DATA EXCERPTS:
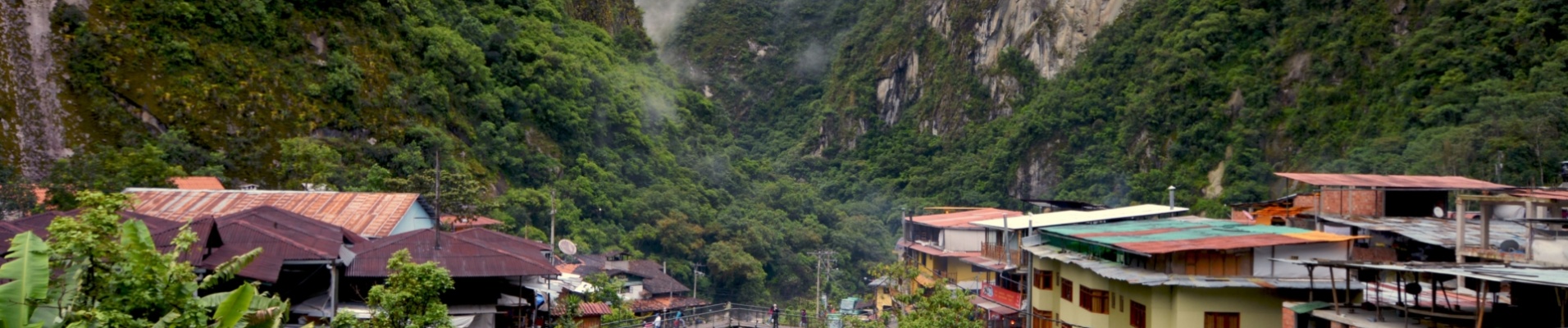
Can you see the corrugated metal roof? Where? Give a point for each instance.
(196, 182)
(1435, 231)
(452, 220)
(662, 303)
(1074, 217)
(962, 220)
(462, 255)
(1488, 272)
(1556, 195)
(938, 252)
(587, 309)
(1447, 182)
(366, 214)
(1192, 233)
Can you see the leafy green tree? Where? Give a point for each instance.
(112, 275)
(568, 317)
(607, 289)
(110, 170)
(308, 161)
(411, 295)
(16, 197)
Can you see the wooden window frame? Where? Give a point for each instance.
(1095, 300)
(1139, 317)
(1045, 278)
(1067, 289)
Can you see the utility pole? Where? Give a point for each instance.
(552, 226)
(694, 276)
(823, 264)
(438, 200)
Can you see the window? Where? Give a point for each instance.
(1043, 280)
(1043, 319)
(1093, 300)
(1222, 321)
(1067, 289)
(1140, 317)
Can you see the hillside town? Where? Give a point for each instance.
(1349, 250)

---

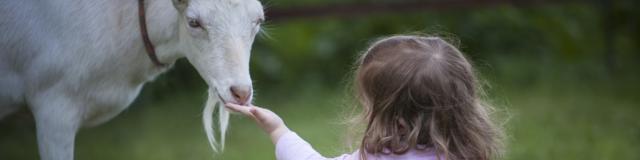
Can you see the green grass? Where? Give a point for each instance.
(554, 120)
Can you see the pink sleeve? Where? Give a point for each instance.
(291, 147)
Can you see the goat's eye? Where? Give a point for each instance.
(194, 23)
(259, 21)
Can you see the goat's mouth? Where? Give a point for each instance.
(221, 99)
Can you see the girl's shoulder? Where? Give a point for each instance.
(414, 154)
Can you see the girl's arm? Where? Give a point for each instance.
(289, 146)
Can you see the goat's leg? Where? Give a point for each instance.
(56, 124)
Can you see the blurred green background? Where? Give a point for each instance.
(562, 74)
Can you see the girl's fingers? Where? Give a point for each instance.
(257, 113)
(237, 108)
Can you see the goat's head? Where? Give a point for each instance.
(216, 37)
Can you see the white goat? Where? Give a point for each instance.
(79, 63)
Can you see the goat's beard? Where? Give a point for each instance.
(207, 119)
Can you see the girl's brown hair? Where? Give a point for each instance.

YOUR INSTRUCTIONS: Copy every line from the one containing "Can you see the corrugated" down to the one containing "(1140, 317)", keeping each item's text unchanged and adding 149 to every number in the answer coordinates.

SOLVED EXERCISE:
Can you see the corrugated metal roof? Where? Give a point for each instance.
(345, 331)
(1584, 380)
(601, 369)
(811, 452)
(1223, 366)
(1111, 369)
(611, 404)
(1637, 421)
(1705, 344)
(1087, 401)
(736, 458)
(1596, 331)
(515, 363)
(1341, 382)
Can you see the leafy green tree? Where? Give a point for each instance.
(261, 424)
(717, 466)
(756, 438)
(259, 319)
(457, 310)
(560, 444)
(165, 346)
Can you see the wooden window frame? Where? Give a point for each instance.
(1244, 449)
(1288, 466)
(1194, 427)
(1216, 438)
Can you see the utility pole? Where? Give a point for each instance.
(701, 375)
(843, 425)
(972, 413)
(587, 349)
Can you see the window? Where? Give a point for each instance.
(1192, 429)
(1192, 468)
(1242, 449)
(1371, 470)
(1216, 438)
(1289, 466)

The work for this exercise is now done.